Records taken from a data source

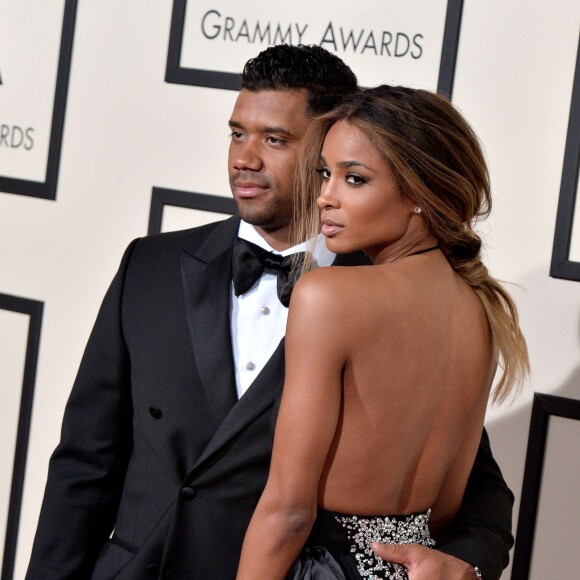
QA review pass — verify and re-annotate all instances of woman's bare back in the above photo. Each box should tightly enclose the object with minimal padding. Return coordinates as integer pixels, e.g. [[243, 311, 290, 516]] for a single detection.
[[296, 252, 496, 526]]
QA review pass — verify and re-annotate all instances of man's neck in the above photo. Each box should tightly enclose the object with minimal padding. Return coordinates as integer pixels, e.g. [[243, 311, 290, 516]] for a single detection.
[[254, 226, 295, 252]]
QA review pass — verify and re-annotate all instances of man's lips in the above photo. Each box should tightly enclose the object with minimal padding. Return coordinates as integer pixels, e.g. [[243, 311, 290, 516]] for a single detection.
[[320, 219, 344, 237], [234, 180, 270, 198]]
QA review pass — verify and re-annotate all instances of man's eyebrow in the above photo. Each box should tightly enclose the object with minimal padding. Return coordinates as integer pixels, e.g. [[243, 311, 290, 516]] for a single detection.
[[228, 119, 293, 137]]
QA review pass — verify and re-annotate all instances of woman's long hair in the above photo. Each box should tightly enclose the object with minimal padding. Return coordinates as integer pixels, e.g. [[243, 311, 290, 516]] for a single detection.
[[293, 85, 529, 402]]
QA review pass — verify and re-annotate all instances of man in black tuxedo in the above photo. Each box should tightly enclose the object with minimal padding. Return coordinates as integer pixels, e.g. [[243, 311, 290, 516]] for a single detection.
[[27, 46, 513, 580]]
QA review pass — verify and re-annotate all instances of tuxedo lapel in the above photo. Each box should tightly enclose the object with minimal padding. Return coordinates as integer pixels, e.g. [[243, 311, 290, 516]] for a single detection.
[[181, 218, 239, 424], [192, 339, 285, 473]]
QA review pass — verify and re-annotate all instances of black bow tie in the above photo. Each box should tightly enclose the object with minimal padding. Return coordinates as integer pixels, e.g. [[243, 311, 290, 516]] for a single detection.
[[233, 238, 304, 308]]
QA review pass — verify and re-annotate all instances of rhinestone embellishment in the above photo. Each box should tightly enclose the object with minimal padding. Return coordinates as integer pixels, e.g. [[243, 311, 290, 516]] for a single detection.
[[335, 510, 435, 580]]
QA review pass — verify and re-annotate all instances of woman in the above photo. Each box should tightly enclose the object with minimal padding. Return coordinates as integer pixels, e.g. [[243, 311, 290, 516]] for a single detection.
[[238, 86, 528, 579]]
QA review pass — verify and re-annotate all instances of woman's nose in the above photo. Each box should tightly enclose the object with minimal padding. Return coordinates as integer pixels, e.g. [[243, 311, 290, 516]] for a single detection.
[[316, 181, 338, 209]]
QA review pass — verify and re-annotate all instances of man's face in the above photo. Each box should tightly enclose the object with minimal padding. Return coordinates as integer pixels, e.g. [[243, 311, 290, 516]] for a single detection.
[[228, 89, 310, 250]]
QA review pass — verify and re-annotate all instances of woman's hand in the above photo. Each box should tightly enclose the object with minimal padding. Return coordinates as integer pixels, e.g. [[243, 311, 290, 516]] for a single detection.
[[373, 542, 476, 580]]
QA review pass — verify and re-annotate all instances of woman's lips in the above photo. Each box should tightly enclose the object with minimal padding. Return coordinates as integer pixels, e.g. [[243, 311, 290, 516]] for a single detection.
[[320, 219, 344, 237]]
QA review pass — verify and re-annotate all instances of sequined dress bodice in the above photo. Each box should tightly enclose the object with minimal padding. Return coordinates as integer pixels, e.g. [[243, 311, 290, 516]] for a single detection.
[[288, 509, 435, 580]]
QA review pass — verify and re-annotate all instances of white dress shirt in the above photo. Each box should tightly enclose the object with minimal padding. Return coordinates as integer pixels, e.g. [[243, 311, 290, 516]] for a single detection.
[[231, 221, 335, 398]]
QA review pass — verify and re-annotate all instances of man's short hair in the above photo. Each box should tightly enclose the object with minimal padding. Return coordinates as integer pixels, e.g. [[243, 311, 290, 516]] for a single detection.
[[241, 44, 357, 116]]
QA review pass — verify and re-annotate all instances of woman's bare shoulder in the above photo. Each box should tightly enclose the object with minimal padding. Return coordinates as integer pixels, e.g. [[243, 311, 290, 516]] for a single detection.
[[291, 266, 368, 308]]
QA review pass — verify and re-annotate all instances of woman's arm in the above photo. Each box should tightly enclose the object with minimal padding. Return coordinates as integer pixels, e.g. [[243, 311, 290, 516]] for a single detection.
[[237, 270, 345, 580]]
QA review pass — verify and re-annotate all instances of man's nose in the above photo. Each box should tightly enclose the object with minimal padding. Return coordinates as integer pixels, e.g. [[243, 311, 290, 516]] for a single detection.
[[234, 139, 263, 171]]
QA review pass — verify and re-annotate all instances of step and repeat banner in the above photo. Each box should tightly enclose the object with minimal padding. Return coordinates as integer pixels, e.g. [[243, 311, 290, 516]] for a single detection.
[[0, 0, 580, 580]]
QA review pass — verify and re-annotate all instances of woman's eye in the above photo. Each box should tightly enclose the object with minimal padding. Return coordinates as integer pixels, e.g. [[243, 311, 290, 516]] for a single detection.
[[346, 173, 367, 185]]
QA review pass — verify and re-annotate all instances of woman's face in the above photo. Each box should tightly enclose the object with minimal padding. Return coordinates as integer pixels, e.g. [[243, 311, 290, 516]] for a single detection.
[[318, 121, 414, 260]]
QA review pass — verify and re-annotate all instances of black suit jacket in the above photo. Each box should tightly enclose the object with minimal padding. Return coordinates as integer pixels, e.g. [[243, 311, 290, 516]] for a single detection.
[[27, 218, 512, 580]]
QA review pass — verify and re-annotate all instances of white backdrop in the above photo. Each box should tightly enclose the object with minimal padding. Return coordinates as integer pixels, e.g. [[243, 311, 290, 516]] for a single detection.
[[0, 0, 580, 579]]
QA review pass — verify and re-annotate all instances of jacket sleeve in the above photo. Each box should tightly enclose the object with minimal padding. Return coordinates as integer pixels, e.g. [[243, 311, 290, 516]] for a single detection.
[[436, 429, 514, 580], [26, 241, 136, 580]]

### Exercise brief
Pull every line of the listing above out word for word, and leave the pictures out of your answer.

### Right answer
QA review pass — verify and re-annotate all instances of woman's bare back in the above photo. Each box should tightly enclose the object with minimal padding. Return coordinates as integer pixels, e.g. [[243, 311, 290, 516]] for a single detection.
[[296, 252, 496, 526]]
QA review pass — verify and re-annotate all instances of man's neck in the above photo. Each box should tightly enclose the object with minimal padding. Return coordinates as integer pixels, e.g. [[243, 311, 290, 516]] for a single detection.
[[254, 226, 295, 252]]
QA review pass — verify and re-annotate all instances of man's lips in the above photo. Each box should tightly enclose the object with minimal padding. Return coordinates as integer pixels, e.g. [[243, 311, 290, 516]] for a single detection.
[[320, 219, 344, 237], [234, 180, 270, 198]]
QA review pass — verify and re-annotate all instances of man's eyebrow in the above photo. Each box should tightly enclose the object with minimal padding. Return coordinates as integer pixels, e.g. [[243, 311, 290, 516]] for a single detection.
[[228, 119, 293, 137]]
QA review pass — verify and re-annotate all instances of woman's long hair in the above photo. Each box should tightly enclose the object with minimal padding. Return coordinates as integer pixels, e.g. [[243, 311, 290, 516]] for a single detection.
[[293, 85, 529, 402]]
QA review pass — verify and re-annotate all instances of man in black tuxedo in the above photo. Each box should tightly enclose the object with minimal padding. Return coordinates as integer pixels, e.g. [[243, 311, 290, 516]] for a single detection.
[[27, 46, 513, 580]]
QA review pass — verify and re-annotate all instances of tuxedo lapel in the above photo. Each box should tightly enclose the object with minimal padding. Return coordinates as integer pixels, e.g. [[243, 311, 290, 516]] for a single detection.
[[181, 218, 239, 424], [192, 339, 285, 473]]
QA review pass — verify and re-annotate all instances of black bow tie in the above photo. Each box should tightly enclose the object with minimal padding. Return coordinates as integer pixels, e.g. [[243, 311, 290, 516]] for a single detection.
[[233, 238, 304, 308]]
QA review pass — verify and re-annotate all instances of rhinestone embellishment in the above photo. Each box should tightly enclose the object with minimal padding. Return coordinates as integer pixels, e.g. [[243, 311, 290, 516]] for a single detection.
[[335, 510, 435, 580]]
QA review pass — verify and re-annotate all instances of woman in the above photo. Each box should tightly enclose the object with minimal padding. Return coordinates as integer pixels, e.g. [[243, 311, 290, 516]] for a single detection.
[[238, 86, 528, 579]]
QA review pass — verify and re-annotate all instances of woman's nose in the above photo. Each box should tightly enclose the object with minimal padding. Return coordinates as integer pixels, e.g. [[243, 311, 290, 516]] for a single detection.
[[316, 181, 338, 209]]
QA review pass — verify and re-annotate all instances of man's face in the above photo. Each box should tightly enclose the object with minimal padding. Return coordinates as integer pixels, e.g. [[243, 311, 290, 516]] for a single detection.
[[228, 89, 310, 250]]
QA review pass — verify and re-annotate all instances of woman's hand in the above photo. Each box should tightly enclose the object with minimal padding. Return coordinates as integer pixels, e.g. [[243, 311, 290, 516]] for a single detection.
[[373, 542, 476, 580]]
QA review pass — verify and re-annotate all instances of woman's lips in the above photo. Each box should tightly enclose the object with minimal padding. Return coordinates as integer pixels, e.g. [[243, 311, 290, 516]] for a single detection.
[[320, 219, 344, 237]]
QA review pass — verify and re-annotate all instances of sequined dress bodice in the above photo. Each box should tightly enclose the object with minimal padding. Return coordinates as integer pixels, e.g. [[243, 311, 290, 516]] for a single detection.
[[288, 509, 435, 580]]
QA review pass — verify and re-annotate all instances of white dress shirt in the above photo. Each box should tightly enclose the object with minimal padding. Return coordinates as integer pixels, e.g. [[243, 311, 290, 516]] for a single detection.
[[231, 221, 335, 398]]
QA review pass — verify and re-annotate all instances of man's short hair in the above photo. Each box should tightly enclose the object with minimal padding. Return coordinates as integer pixels, e.g. [[243, 311, 290, 516]] for a single detection.
[[241, 44, 357, 116]]
QA review pass — verify and re-annotate all instances of woman's bare shoulder in the above photo. Each box should tightly enclose the object with minimal padding. Return coordinates as integer pixels, e.g. [[243, 311, 290, 516]] for a single detection.
[[291, 266, 368, 308]]
QA review pass — verify and re-annotate all instances of woman's arm in the above photo. Each box should tightly enclose the object with minimal padding. Return coordinates as integer pixels, e.g. [[243, 311, 290, 516]] for a single detection.
[[237, 270, 345, 580]]
QA review pass — verify and re-annotate all instances of man's nose in the above photo. Each box should tightly enclose the object with minimal padding. Return coordinates as integer pixels, e.g. [[243, 311, 290, 516]] for a single detection.
[[234, 139, 263, 171]]
QA review pass — verify and re-annotate all instances of step and repeat banner in the above photo. Each box should tightly enclose the object with minimal padding. Return coordinates as integer pixels, e.g. [[243, 311, 290, 516]] for a single detection.
[[0, 0, 580, 580]]
QA review pass — verify and re-annotate all instances of woman's eye in the above photo. Each box should tightly enclose the object with minimal padding. Return coordinates as integer pixels, e.g. [[243, 311, 290, 516]] for a single detection.
[[346, 173, 367, 185]]
QA review pass — verify and re-annotate all instances of woman's face in the above photo. Each box should tightly enclose the object with minimal padding. Return coordinates as integer pixels, e.g. [[243, 311, 290, 516]] for a single detection.
[[318, 121, 414, 260]]
QA review pass — verify and re-annotate all instances of black suit jacket in the above photo. Each box should tightly enclose the object with minimal padding. Return coordinates as integer pixels, e.g. [[243, 311, 290, 516]] for a single detection.
[[27, 218, 512, 580]]
QA review pass — verify and re-annotate all instances of white backdrop in the above photo. Each box should tightly enclose the object with minimal padding. Return coordinates as integer pixels, e.g. [[243, 311, 290, 516]] for a single detection.
[[0, 0, 580, 579]]
QA review pass — verify and re-annotate all instances of jacket sleeve in the above photo. Each box should tightly enclose the object with minimal padding. Return coordinates as integer pixels, e.g. [[243, 311, 290, 516]] for a single detection.
[[436, 429, 514, 580], [26, 241, 136, 580]]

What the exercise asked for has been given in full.